Recorded data
--- begin ---

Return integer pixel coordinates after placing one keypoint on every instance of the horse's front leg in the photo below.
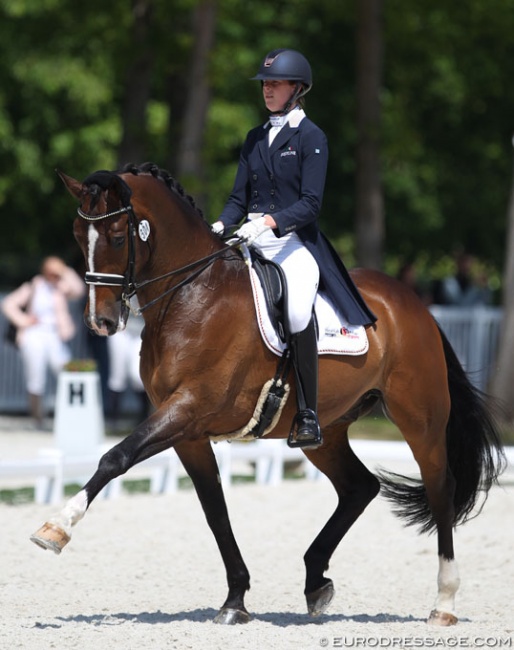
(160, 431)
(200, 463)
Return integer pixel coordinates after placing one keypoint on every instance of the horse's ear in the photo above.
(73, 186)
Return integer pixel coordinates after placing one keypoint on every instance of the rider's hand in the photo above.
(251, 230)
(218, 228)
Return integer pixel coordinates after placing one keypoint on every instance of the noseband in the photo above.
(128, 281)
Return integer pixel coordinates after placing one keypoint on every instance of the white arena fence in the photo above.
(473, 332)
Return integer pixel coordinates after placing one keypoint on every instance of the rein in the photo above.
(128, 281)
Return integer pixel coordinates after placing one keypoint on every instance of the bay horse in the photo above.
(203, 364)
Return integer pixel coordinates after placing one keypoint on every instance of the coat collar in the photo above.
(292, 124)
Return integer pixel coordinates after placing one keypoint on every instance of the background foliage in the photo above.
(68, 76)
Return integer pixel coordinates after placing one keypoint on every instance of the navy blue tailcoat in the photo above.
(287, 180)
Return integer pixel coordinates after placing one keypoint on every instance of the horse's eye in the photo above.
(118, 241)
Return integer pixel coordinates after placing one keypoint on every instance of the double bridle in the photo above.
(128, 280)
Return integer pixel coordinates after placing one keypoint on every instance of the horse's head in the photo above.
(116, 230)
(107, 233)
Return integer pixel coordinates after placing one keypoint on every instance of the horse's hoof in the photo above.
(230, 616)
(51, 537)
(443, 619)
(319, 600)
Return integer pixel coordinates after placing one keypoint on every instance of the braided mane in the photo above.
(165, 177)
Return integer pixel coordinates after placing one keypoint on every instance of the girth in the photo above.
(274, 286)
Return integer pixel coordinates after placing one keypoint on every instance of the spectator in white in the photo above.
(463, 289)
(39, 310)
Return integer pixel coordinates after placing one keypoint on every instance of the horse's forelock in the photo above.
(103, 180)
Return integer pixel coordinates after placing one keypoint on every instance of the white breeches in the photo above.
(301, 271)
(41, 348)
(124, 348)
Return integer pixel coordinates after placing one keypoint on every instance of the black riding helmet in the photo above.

--- end ---
--- begin ---

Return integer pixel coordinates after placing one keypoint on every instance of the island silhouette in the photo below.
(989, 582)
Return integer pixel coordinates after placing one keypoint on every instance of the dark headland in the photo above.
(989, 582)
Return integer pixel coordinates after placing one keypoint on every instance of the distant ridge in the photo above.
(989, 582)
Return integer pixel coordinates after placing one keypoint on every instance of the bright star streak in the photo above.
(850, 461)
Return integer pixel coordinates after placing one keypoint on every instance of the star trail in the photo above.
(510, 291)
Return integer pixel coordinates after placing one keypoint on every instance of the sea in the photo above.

--- end ---

▸ PROBLEM
Transcribe the lines of the entries, starting at the line that contains "ridge in the photo above." and ending at the line that contains "sea in the photo above.".

▸ REPLY TO THE EXERCISE
Return integer pixel coordinates after placing one keypoint on every instance of the distant ridge in the photo above.
(989, 582)
Return integer pixel coordinates after placing one keypoint on every instance of the bright star streak in the photo above.
(850, 461)
Return integer pixel coordinates after placing one keypoint on every instance of the star trail in the photo above.
(510, 291)
Return integer pixel coordinates after placing one keypoint on every instance of the sea in the photo above.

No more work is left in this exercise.